TASK DESCRIPTION
Please render the rows below as a Markdown table with two columns, Number and Line, giving each non-blank line its own entry in order. Leave the pictures out.

╔══

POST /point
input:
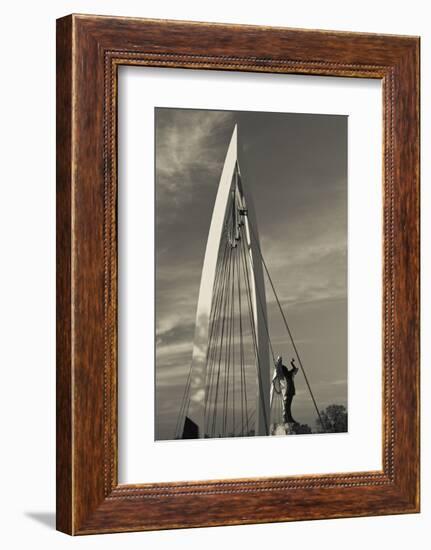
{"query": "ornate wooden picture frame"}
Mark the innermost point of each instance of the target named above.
(89, 51)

╚══

OUTPUT FOR THIS EXERCISE
| Number | Line |
|---|---|
| 1 | POST /point |
| 2 | input: |
| 3 | {"query": "ornate wooden picture frame"} |
| 4 | Mark the innermost point of each instance of the target named above. |
| 5 | (89, 51) |